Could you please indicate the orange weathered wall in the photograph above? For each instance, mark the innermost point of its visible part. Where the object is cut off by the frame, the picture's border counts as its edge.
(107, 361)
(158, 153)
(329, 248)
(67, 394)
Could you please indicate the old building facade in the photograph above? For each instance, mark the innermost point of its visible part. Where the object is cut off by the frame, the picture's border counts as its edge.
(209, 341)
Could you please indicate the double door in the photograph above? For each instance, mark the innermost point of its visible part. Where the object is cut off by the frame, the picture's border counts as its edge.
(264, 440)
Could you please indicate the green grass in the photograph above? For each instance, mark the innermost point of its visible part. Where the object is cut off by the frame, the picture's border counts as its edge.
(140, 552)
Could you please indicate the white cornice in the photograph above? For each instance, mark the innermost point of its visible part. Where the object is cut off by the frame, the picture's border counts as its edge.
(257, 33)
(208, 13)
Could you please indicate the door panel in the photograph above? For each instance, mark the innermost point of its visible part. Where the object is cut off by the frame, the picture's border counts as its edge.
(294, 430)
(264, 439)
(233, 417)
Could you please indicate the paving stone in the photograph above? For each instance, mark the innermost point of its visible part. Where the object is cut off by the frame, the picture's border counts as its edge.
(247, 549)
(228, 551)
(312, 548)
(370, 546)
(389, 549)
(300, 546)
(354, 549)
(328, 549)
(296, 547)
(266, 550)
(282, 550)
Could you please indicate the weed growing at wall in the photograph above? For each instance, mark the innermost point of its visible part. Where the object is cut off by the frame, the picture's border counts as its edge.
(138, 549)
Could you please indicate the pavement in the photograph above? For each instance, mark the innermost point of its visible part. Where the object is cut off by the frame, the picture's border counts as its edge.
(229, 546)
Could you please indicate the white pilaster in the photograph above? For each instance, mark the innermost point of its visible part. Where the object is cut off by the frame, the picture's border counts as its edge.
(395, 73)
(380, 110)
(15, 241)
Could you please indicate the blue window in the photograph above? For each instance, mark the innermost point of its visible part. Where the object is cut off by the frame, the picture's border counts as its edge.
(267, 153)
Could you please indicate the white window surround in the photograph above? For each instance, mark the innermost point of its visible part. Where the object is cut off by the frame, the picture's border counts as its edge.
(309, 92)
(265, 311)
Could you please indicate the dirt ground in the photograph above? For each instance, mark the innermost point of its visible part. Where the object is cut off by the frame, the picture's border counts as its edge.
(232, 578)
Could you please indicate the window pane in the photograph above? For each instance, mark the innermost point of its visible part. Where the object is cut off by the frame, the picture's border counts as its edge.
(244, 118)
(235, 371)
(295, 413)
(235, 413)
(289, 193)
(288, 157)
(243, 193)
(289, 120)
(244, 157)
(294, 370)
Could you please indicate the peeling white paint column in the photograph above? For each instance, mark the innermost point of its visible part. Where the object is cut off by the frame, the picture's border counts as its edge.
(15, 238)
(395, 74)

Work task
Every line from the one containing "Could you please indicate the blue" through the last line above should be retyped exactly; no other lines are wanted.

Answer to this task
Could you please indicate the blue window in the photograph above? For each instance, mark the innermost point of its visible part. Where the object is cut off by the frame, the picture's border counts as its edge.
(267, 153)
Could you please indicate the white window surround in the photograph above? For each instance, mark the innermost point of its visible part. Where the object is cut off by the frame, the picture's border counts as its edge.
(309, 92)
(265, 311)
Could you please indicate the dirt ground in the photograph above? For each instance, mark the innermost point of its visible part. Where the object is cut off by the frame, the picture's border counts as its edge.
(232, 578)
Could you please indicate the window pane in the photograph above? For each instance, mark the innermost point of its visible part. Where the object is cut off by the frame, the picture's border counts as its edge.
(244, 118)
(235, 371)
(295, 413)
(235, 413)
(289, 193)
(288, 157)
(243, 193)
(289, 120)
(244, 157)
(294, 370)
Could you please indicate the peeling white paint column in the photograph above? For each instance, mark the innermost point of its visible part. Where the object is cut off by the frame, the picture's border counts as its edge.
(15, 238)
(395, 74)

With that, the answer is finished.